╭─ Reading passage

Wednesday, December 12, 2007

CCP Tries To Explain Themselves: Fails

Dr. Erlendur S. Thorsteinsson, EVE Online Software Group's director, has a lengthy post trying to explain the Best Bug Ever.
Shortly after releasing EVE Online: Trinity at 22:04 GMT on Wednesday, 5 December, we started receiving reports that the Classic to Premium graphics content upgrade was causing problems to players by deleting the file C:\boot.ini, which is a Windows system startup file. In some cases the computer was not able to recover on the next startup and would not start until the file had been fixed. In this dev blog I want to tell you how this happened.
He goes on to answer a few questions.
Why doesn't Windows protect its system startup files?
That's a good question, one that I have asked myself in these last few days and wish I knew the answer. But of course I'm not going to blame Microsoft for our mistake. Windows doesn't protect those files and therefore software developers must take care not to touch them. We should have been more careful.
I have to take offense to this answer. The question that needed to be asked: why was a file named the same as a critical Windows system file knowing full-well that EVE Online (like most games) will be played and PATCHED on an account with administrative privileges?

This could of been Linux and an fstab file with the same outcome; a PC that doesn't boot correctly. It baffles me that someone this high up in the company would even attempt to answer this question and state "I'm not going to blame Microsoft". I'm sorry, Dr. Erlendur S. Thorsteinsson, but it sure sounds like you are saying part of the blame goes to Microsoft.

Of course the answer to why the file was named boot.ini:
The answer is really "legacy"; it has been like that since 2001 when the file was introduced on the server and later migrated over to the client in 2002, so this file has been with us for over 6 years. We are reviewing all filenames and changing the name of any file that conflicts with Windows.
Or as I like to call it: lazy-assedness.

Reading through the comments, many EVE Online players are giving CCP props for full disclosure. Unfortunately, CCP really doesn't have a choice at this point in EVE Online's life with all the other drama that has swirled around the game.

The entire post details a breakdown of the most basic principals that guide any software project, from a Hello World! to Google. And I can't believe they DON'T have a single machine setup in their testing environment that mirrors what someone would be using at home (Windows XP installed on a single drive, game being played and patched on an administrator account).

All told, in the end, 215 users seem to have been affected. That is 215 too many.

╰─
╭─ Provided records

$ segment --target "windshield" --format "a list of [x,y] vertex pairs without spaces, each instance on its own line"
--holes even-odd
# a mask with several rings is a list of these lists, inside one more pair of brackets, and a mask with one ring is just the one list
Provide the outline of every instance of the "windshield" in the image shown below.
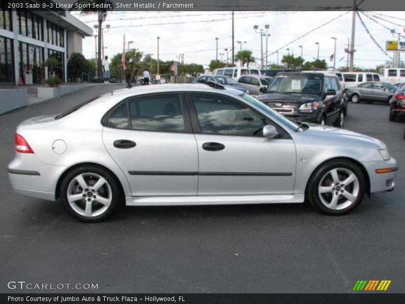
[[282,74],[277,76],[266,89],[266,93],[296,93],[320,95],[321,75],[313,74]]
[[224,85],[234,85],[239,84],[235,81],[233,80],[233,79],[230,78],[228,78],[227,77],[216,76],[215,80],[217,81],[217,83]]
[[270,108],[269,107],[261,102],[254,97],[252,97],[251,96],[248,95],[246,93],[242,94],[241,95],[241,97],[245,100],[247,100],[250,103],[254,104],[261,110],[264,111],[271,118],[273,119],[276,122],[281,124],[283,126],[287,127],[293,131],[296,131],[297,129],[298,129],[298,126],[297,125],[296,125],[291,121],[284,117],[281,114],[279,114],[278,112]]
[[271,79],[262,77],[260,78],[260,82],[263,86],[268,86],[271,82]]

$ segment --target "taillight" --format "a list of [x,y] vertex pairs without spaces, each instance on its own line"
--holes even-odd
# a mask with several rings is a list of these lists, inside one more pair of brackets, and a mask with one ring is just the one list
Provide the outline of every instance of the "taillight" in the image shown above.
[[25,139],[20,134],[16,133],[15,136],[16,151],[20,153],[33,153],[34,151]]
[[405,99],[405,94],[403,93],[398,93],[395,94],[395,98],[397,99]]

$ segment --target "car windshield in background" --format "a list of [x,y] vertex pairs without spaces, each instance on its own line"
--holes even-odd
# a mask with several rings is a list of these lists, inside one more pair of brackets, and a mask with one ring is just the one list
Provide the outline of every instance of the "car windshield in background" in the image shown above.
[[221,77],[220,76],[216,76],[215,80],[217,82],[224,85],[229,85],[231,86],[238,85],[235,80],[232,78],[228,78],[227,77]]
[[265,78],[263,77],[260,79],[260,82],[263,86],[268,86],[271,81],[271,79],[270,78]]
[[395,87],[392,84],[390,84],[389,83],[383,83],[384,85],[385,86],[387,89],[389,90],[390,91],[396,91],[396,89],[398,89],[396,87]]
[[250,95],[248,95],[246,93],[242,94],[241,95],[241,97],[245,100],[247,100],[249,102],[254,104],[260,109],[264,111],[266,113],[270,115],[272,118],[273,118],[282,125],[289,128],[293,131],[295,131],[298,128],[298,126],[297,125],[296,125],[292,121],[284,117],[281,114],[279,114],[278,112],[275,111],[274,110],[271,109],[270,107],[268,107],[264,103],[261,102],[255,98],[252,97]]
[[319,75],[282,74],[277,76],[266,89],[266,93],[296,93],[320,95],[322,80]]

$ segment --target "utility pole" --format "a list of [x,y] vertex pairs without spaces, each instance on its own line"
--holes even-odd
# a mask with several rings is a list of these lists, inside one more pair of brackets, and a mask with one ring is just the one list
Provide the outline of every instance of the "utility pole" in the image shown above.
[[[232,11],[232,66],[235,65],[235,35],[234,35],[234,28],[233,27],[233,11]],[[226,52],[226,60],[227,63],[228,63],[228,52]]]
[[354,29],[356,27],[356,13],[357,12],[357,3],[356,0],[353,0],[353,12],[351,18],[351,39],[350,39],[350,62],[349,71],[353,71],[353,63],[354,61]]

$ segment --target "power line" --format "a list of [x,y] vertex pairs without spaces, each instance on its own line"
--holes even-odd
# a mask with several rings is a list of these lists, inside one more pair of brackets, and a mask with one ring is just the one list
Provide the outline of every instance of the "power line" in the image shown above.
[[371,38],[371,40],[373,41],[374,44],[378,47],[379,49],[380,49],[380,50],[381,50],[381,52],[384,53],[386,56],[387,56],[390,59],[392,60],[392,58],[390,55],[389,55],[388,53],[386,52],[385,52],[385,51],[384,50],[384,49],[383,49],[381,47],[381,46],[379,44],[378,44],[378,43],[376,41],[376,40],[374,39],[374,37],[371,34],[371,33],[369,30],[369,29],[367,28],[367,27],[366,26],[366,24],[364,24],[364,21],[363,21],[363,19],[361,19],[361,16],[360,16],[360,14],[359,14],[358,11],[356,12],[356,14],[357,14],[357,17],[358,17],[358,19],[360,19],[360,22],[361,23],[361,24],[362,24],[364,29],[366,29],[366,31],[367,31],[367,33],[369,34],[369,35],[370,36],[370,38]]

╰─
╭─ Provided records

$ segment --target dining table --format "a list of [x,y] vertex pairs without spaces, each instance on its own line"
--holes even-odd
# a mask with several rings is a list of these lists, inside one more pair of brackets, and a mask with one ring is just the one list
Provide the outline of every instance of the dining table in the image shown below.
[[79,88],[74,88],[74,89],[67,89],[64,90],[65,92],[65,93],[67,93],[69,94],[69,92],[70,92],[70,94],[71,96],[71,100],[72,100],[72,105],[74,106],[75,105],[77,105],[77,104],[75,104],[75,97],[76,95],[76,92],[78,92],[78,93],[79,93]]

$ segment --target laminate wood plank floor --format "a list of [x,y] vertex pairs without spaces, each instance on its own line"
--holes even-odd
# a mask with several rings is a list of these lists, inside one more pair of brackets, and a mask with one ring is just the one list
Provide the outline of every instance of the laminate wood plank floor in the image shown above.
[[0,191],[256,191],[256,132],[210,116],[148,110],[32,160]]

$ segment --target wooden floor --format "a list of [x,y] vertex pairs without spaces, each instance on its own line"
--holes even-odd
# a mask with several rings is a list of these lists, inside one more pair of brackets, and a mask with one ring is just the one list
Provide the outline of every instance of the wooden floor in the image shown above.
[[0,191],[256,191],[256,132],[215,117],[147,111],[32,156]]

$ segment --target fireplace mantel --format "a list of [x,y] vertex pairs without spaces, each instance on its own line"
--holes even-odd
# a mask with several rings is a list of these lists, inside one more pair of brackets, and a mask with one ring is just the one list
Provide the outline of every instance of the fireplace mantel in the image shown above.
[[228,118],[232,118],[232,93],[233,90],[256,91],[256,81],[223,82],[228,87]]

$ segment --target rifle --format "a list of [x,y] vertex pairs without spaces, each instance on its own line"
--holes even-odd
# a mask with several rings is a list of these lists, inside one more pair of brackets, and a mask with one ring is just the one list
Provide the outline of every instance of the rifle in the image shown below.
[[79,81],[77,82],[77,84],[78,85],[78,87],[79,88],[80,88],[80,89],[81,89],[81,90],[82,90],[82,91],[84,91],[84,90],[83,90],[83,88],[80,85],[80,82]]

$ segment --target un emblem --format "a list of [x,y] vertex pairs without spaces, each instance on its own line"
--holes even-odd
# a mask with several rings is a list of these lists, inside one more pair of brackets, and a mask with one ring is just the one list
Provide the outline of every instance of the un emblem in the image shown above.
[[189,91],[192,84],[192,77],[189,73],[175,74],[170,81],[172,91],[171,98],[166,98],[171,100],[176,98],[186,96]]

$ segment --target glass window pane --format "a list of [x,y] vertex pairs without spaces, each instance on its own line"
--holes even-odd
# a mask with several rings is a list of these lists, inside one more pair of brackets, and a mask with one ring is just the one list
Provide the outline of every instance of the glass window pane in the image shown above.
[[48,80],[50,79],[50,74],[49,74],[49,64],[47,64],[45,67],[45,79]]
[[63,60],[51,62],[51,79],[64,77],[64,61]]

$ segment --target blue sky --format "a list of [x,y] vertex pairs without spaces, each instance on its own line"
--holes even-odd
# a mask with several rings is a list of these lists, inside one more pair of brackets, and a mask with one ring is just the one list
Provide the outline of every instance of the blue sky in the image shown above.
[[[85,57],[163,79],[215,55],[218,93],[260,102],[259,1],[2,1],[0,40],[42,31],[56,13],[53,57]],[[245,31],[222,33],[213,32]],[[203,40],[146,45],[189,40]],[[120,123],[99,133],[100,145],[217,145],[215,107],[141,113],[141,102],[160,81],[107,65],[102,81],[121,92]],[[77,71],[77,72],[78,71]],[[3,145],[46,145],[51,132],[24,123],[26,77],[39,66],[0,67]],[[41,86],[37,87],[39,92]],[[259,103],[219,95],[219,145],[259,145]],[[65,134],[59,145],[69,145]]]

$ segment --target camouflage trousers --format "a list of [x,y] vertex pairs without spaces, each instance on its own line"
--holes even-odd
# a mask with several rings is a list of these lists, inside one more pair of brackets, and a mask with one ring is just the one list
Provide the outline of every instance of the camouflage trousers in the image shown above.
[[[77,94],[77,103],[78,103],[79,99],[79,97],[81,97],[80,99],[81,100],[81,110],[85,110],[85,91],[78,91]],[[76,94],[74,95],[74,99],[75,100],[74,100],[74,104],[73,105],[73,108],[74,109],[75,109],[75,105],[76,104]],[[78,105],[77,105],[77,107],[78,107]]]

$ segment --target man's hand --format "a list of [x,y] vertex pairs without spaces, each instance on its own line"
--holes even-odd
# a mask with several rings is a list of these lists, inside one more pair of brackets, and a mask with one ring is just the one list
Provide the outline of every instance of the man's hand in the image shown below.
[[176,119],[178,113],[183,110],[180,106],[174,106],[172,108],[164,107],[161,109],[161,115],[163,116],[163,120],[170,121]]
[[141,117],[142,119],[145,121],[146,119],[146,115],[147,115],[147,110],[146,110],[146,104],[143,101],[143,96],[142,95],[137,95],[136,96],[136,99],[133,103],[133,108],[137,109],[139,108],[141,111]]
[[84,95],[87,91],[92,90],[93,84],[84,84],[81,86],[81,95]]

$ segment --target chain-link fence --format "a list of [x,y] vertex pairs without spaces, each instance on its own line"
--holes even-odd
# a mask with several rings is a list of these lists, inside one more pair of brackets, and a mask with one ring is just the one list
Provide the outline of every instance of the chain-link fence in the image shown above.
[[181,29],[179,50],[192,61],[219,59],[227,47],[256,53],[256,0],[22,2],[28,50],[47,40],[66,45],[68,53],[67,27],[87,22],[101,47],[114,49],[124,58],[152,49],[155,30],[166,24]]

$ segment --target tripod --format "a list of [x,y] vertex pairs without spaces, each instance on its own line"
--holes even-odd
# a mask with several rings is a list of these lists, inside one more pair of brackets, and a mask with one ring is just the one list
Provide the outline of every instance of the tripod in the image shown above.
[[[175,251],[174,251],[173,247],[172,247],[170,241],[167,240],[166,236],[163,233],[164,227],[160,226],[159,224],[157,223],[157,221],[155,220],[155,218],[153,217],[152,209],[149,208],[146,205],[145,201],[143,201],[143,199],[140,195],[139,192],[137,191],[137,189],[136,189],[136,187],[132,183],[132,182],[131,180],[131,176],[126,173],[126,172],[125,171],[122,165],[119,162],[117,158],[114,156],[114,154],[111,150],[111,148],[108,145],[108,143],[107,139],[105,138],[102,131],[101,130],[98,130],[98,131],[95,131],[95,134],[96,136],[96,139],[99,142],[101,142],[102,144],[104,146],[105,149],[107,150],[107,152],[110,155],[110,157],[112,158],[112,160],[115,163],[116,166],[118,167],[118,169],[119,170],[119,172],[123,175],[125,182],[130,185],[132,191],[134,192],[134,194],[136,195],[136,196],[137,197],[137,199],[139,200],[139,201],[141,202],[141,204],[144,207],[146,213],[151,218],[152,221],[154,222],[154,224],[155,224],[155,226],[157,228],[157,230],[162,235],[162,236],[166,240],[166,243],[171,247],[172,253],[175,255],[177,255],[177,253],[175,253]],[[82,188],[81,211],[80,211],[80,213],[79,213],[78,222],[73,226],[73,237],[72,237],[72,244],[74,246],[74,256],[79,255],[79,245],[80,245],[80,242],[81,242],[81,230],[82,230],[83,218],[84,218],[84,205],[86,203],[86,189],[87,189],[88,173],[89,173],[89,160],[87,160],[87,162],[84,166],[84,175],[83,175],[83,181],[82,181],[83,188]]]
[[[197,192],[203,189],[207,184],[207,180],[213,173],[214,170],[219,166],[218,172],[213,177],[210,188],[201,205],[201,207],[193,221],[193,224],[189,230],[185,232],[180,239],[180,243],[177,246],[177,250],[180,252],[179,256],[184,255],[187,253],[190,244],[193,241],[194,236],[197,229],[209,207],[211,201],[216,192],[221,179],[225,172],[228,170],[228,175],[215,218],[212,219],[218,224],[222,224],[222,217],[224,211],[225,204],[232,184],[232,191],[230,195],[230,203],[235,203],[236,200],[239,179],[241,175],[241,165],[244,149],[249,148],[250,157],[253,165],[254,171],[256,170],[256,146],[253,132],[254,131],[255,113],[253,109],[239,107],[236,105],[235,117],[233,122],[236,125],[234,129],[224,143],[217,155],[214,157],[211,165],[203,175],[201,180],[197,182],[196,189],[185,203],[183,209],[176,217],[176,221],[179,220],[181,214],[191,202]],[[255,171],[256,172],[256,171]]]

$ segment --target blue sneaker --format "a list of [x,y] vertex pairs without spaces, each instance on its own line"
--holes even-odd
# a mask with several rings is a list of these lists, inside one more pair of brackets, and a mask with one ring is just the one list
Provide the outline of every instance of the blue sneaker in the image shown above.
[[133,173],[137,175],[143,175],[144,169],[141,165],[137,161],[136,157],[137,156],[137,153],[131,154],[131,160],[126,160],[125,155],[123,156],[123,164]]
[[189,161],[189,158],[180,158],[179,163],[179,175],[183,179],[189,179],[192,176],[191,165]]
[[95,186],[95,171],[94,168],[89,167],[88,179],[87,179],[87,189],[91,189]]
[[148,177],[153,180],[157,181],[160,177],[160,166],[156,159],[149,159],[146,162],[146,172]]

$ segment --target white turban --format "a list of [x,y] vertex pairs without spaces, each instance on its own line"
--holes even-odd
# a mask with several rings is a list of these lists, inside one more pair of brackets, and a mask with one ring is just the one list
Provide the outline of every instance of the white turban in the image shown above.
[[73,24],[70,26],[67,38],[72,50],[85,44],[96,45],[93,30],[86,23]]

╰─

• To do
[a] In the blog post about the boot.ini bug, rename "CCP" to "the studio" in the part from "Or as I like" up to and including "an administrator account).", and give that part back.
[b] List every calendar year written as a number in the blog post about the boot.ini bug.
You can do these without the entries.

• Written answers
[a]
Or as I like to call it: lazy-assedness.

Reading through the comments, many EVE Online players are giving the studio props for full disclosure. Unfortunately, the studio really doesn't have a choice at this point in EVE Online's life with all the other drama that has swirled around the game.

The entire post details a breakdown of the most basic principals that guide any software project, from a Hello World! to Google. And I can't believe they DON'T have a single machine setup in their testing environment that mirrors what someone would be using at home (Windows XP installed on a single drive, game being played and patched on an administrator account).

[b] 2007, 2001, 2002